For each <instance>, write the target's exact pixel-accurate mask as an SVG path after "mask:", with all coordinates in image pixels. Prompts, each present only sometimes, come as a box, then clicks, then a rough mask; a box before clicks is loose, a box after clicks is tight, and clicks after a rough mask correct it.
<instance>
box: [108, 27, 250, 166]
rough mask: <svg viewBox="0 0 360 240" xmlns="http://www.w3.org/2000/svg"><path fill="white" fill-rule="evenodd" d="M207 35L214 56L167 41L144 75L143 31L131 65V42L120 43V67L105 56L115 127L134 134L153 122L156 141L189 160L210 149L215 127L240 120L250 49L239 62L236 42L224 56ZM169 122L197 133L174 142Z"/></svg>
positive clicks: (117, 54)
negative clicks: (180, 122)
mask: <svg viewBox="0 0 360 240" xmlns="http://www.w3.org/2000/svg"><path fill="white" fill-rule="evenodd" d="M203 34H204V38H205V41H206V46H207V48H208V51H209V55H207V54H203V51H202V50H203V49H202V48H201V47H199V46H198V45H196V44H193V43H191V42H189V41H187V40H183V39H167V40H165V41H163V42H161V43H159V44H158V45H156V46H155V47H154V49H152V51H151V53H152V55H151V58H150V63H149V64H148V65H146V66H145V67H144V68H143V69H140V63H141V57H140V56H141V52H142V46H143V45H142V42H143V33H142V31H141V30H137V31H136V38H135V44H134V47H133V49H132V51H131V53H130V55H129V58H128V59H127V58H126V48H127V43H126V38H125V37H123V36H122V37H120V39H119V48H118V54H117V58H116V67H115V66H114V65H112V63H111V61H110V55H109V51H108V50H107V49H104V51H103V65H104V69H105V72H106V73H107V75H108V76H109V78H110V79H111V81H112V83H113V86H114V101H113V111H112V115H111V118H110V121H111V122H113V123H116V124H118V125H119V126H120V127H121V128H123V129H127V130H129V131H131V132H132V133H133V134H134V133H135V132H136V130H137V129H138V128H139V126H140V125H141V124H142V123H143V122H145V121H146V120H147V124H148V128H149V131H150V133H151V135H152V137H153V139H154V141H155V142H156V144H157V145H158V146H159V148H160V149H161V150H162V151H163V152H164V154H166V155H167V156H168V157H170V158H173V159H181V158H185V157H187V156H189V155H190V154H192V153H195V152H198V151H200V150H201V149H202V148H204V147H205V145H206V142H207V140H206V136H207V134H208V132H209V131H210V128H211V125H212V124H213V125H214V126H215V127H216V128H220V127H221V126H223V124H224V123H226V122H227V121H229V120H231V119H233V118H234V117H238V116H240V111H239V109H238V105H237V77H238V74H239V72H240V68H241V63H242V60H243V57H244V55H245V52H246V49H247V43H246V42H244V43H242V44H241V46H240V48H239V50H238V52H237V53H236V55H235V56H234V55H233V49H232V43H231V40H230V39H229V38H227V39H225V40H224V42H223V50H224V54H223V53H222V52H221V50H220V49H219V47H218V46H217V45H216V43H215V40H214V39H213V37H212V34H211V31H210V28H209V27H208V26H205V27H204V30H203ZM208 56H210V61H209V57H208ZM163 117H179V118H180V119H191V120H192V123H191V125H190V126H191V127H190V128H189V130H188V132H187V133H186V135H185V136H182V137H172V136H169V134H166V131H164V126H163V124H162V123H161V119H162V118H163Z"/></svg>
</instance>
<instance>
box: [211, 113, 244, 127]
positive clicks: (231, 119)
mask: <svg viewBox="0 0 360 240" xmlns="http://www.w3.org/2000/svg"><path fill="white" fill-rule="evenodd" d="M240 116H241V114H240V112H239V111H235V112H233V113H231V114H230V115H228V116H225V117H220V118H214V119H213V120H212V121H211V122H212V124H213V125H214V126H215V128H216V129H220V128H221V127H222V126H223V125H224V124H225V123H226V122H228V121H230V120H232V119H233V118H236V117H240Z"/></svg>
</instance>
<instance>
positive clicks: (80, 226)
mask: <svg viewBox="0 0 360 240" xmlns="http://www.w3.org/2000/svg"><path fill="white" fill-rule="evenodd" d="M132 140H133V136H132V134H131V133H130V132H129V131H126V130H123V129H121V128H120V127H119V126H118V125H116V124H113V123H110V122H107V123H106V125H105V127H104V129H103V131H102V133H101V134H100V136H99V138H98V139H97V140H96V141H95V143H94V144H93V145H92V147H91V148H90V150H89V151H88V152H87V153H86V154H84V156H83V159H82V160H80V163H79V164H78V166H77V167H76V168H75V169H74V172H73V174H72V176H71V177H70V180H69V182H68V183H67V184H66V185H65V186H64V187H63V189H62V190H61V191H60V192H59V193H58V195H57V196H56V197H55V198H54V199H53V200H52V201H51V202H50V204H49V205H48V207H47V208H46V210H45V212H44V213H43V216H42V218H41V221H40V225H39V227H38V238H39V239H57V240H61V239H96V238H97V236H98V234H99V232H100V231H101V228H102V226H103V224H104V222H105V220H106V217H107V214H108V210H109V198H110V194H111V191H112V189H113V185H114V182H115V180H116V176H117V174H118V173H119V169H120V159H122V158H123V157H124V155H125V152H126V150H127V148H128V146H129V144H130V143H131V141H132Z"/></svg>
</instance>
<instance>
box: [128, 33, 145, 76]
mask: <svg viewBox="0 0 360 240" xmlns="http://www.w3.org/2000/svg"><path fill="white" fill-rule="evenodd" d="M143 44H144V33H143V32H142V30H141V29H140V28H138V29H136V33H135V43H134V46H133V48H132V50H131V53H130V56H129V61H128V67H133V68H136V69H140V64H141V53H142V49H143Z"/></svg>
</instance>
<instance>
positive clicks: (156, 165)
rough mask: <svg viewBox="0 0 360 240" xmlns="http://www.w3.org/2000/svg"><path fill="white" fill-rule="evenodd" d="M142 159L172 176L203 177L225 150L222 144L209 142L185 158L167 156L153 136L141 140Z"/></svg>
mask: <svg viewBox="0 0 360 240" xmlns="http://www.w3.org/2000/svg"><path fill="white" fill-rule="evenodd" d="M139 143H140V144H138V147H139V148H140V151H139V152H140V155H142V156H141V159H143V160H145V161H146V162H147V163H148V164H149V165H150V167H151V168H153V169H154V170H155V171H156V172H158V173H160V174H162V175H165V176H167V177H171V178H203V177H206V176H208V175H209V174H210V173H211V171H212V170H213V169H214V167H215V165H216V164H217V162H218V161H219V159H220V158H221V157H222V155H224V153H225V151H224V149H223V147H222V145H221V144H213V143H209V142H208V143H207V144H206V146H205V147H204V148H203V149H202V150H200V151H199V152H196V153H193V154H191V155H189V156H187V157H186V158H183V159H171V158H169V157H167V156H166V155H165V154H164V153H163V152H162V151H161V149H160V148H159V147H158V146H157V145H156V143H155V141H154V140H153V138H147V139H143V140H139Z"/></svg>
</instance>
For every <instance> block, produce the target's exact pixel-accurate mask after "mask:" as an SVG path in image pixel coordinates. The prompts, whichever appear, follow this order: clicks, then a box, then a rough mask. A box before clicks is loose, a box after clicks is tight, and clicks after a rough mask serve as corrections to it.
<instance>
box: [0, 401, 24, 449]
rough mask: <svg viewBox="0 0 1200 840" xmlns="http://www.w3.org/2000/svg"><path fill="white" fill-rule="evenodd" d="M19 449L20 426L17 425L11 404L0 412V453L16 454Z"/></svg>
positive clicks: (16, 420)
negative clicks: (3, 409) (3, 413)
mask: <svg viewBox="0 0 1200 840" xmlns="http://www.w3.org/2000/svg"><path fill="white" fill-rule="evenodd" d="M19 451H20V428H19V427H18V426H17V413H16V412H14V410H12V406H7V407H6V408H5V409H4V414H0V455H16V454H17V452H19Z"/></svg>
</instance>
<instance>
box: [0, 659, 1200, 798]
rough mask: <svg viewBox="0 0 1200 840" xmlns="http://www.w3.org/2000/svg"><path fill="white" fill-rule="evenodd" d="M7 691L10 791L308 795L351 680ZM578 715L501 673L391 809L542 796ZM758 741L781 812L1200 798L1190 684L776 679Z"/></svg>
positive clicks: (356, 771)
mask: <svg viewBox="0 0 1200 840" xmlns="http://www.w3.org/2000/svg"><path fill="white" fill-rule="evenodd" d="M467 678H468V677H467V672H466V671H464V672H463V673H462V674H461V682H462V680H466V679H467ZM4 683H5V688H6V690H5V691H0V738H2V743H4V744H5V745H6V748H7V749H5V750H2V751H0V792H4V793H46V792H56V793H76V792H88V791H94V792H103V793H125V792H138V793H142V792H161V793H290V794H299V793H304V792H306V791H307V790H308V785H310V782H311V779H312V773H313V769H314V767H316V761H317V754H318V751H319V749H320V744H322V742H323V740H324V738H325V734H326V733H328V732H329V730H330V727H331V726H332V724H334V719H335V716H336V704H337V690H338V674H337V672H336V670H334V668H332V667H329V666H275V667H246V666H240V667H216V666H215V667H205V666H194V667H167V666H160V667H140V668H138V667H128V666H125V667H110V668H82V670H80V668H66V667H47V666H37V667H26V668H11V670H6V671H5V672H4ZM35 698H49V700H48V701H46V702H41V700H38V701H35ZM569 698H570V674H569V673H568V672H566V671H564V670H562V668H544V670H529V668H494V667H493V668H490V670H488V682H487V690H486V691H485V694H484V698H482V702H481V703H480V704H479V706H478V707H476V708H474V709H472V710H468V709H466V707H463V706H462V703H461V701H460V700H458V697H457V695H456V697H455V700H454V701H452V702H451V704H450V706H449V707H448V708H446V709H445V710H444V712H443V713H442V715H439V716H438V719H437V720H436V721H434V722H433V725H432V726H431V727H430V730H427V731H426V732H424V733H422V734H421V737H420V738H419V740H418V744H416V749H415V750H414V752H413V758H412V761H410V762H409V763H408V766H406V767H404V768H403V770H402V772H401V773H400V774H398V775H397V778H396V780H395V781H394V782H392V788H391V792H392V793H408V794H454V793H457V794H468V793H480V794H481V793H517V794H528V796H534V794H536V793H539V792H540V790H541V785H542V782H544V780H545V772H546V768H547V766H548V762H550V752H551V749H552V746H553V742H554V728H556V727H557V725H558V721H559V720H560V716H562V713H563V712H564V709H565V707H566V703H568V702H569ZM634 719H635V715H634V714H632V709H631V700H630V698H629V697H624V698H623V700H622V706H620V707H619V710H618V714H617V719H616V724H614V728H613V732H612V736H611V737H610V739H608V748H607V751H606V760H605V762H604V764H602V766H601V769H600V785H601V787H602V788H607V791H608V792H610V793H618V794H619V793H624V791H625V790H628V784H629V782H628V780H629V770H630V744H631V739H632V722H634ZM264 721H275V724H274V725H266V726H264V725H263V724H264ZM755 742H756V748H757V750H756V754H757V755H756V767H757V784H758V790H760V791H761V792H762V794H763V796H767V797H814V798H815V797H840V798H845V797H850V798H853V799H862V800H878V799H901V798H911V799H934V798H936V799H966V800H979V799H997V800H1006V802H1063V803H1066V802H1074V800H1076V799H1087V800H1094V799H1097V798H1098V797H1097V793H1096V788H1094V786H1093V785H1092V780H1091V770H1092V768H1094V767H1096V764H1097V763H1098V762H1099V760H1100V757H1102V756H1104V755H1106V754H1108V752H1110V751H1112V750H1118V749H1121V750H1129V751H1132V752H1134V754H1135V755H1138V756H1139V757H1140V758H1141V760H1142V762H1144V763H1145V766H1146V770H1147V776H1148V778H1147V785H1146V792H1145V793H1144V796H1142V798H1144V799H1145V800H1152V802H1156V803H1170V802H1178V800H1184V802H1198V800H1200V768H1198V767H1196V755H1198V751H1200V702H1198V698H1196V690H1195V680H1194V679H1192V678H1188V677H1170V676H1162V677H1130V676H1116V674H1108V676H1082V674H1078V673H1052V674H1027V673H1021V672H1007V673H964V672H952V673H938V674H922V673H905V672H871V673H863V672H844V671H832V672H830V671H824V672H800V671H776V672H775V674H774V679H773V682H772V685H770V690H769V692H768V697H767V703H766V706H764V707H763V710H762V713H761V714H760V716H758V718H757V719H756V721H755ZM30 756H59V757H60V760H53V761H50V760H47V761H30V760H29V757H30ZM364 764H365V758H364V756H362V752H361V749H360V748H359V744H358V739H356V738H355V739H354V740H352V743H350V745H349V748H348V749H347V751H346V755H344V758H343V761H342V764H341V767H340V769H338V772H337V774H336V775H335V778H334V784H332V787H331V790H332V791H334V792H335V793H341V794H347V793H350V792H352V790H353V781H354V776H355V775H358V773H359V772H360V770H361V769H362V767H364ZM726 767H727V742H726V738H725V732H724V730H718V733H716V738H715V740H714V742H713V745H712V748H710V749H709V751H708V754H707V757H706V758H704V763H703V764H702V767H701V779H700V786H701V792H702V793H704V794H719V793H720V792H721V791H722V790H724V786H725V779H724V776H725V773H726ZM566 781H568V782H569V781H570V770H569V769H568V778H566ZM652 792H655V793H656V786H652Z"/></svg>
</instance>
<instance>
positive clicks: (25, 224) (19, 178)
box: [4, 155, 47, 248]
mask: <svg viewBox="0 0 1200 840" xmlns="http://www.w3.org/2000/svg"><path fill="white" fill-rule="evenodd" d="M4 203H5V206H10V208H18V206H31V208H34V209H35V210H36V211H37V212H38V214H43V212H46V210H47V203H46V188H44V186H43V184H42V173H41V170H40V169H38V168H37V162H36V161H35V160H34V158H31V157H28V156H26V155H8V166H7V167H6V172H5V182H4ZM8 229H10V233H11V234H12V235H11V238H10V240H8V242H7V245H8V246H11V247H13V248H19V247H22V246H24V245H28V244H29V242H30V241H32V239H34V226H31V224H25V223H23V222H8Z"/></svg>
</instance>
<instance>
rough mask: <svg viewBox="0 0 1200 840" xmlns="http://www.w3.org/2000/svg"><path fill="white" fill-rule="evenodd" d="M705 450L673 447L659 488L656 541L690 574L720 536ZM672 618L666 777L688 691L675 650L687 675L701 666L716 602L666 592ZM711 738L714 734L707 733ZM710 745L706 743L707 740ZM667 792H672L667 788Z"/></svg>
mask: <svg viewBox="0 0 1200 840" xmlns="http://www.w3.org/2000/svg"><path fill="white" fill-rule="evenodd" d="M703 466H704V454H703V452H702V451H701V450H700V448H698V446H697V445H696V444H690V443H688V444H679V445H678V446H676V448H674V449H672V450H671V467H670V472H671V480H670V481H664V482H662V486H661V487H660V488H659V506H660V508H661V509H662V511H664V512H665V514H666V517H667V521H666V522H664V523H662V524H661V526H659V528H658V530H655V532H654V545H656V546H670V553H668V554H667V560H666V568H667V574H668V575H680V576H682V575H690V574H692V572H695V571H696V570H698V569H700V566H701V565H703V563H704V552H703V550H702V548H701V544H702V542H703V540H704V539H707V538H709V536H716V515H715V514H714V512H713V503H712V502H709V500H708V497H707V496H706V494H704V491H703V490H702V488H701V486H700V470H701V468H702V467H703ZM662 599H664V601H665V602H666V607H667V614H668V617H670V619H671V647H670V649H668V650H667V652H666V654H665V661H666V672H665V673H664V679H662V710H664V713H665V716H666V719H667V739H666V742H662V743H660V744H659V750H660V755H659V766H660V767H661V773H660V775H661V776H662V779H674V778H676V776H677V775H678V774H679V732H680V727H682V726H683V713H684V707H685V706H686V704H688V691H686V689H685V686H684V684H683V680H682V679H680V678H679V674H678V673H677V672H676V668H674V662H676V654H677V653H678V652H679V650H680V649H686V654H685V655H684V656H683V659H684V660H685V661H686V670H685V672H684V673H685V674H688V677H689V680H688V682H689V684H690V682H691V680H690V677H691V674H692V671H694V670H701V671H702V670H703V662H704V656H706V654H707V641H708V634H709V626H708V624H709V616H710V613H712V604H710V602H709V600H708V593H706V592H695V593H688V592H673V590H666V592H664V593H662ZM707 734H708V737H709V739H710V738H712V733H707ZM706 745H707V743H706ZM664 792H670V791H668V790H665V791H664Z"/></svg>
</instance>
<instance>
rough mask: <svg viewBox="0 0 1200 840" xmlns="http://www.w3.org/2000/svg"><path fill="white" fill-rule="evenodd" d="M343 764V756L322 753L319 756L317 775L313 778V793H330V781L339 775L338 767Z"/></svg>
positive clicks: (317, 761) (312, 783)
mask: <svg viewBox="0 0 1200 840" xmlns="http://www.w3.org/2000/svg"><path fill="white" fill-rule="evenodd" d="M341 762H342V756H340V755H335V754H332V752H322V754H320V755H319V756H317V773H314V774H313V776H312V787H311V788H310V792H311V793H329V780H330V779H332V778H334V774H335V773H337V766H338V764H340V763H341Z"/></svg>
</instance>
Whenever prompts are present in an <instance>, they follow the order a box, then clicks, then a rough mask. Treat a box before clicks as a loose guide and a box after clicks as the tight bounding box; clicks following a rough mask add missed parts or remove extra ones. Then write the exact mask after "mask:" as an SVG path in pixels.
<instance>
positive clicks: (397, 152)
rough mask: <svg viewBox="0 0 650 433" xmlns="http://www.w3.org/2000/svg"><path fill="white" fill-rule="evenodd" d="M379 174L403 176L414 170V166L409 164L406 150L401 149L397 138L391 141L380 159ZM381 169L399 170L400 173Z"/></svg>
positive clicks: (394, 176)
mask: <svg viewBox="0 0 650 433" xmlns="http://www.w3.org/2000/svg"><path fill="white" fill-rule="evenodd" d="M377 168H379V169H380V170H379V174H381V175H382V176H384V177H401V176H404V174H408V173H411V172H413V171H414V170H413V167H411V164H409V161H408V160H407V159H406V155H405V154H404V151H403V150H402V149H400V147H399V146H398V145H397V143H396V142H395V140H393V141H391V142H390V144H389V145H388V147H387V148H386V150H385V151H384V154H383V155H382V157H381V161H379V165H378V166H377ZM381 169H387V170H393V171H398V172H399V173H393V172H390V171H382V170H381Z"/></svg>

+===+

→ What is needed: Once the line containing "positive clicks: (117, 54)" has been set down, nothing more is wanted; set down each line of the listing above up to it exactly, starting with the first.

→ Task result:
For each <instance>, write the target's exact pixel-accurate mask as an SVG path after "mask:", with all coordinates in image pixels. Prompts, each present only sometimes, come as a box, then clicks, then a rough mask; a box before clicks is loose, a box after clicks is tight, and clicks after a rough mask correct it.
<instance>
box: [108, 27, 250, 166]
rough mask: <svg viewBox="0 0 360 240" xmlns="http://www.w3.org/2000/svg"><path fill="white" fill-rule="evenodd" d="M207 35L214 56L167 41L144 75L143 31L131 65V42L120 43V67L105 56L115 127L134 134L153 122L156 141L189 160L210 149L215 127L240 120L250 49L239 62L236 42L224 56ZM169 122L197 133L174 142Z"/></svg>
positive clicks: (117, 54)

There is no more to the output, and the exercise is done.